Brief:
Can you arrange every line of the material below as a Markdown table with two columns, Row and Line, numbering the rows and leaving out blank lines?

-- Start Provided data --

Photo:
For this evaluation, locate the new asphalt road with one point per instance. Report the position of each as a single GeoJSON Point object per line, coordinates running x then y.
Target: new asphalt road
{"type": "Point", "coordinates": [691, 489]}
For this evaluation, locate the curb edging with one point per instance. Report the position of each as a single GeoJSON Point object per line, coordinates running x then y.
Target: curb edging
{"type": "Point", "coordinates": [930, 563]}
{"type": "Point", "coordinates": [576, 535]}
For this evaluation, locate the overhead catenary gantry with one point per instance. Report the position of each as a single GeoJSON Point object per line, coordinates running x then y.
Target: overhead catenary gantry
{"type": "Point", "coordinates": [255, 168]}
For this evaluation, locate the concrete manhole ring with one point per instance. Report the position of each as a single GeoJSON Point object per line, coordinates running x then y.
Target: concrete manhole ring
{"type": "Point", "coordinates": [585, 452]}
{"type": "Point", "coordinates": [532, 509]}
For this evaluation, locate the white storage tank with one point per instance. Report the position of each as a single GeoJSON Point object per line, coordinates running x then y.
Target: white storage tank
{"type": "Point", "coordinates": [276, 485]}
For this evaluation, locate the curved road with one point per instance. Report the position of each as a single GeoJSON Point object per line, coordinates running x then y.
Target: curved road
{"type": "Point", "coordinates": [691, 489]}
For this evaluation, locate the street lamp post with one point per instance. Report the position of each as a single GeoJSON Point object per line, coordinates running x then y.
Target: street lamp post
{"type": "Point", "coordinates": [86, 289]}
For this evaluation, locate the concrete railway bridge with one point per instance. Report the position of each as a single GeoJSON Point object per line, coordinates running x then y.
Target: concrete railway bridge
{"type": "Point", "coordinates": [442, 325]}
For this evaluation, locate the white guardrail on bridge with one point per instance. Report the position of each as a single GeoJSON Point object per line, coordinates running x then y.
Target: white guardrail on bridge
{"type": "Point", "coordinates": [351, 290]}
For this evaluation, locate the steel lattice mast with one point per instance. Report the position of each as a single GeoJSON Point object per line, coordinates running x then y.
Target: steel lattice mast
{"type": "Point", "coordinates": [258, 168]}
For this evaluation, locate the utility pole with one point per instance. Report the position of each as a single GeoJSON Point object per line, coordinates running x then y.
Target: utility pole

-- End Provided data --

Exercise response:
| Row | Line |
|---|---|
| 1 | Photo: |
| 2 | For this evaluation, locate the new asphalt road with one point per instance. Report the position of each as a single GeoJSON Point object per line, coordinates running x then y. |
| 3 | Target: new asphalt road |
| 4 | {"type": "Point", "coordinates": [691, 489]} |
| 5 | For this evaluation, locate the curb edging with one point per instance. Report the position of each as a single GeoJSON Point object per line, coordinates running x then y. |
| 6 | Target: curb edging |
| 7 | {"type": "Point", "coordinates": [930, 563]} |
| 8 | {"type": "Point", "coordinates": [576, 535]} |
| 9 | For this evaluation, locate the overhead catenary gantry with one point per instance. Report the position of each as a single GeoJSON Point object per line, coordinates running x then y. |
| 10 | Target: overhead catenary gantry |
| 11 | {"type": "Point", "coordinates": [255, 168]} |
| 12 | For this evaluation, locate the concrete manhole ring with one point per instance. Report the position of each as a single GeoJSON Point object per line, coordinates running x then y. |
| 13 | Target: concrete manhole ring |
| 14 | {"type": "Point", "coordinates": [585, 452]} |
| 15 | {"type": "Point", "coordinates": [532, 509]} |
| 16 | For this evaluation, locate the white storage tank with one point per instance. Report the position of each as a single GeoJSON Point object per line, coordinates running x then y. |
| 17 | Target: white storage tank |
| 18 | {"type": "Point", "coordinates": [276, 485]} |
| 19 | For this evaluation, locate the curved road with one point per instance. Report the position of each as a single GeoJSON Point object per line, coordinates running x then y. |
| 20 | Target: curved road |
| 21 | {"type": "Point", "coordinates": [691, 489]} |
| 22 | For this evaluation, locate the street lamp post with one point per instance. Report the position of each as a single GeoJSON Point object per line, coordinates running x then y. |
| 23 | Target: street lamp post |
| 24 | {"type": "Point", "coordinates": [86, 289]} |
| 25 | For this evaluation, locate the concrete railway bridge with one point per instance. Report the position of each as a single GeoJSON Point object per line, coordinates running x then y. |
| 26 | Target: concrete railway bridge |
| 27 | {"type": "Point", "coordinates": [442, 325]} |
| 28 | For this evaluation, locate the white guardrail on bridge with one point per instance. Report the position of each as a single GeoJSON Point object per line, coordinates running x then y. |
| 29 | Target: white guardrail on bridge |
| 30 | {"type": "Point", "coordinates": [351, 290]} |
| 31 | For this evaluation, locate the steel lattice mast with one point per instance. Report the position of each as a single GeoJSON Point object per line, coordinates running x then y. |
| 32 | Target: steel lattice mast |
| 33 | {"type": "Point", "coordinates": [258, 168]} |
| 34 | For this evaluation, locate the utility pole with one point per instance. Report the position of each as a single GeoJSON Point object per line, coordinates running x then y. |
| 35 | Target: utility pole |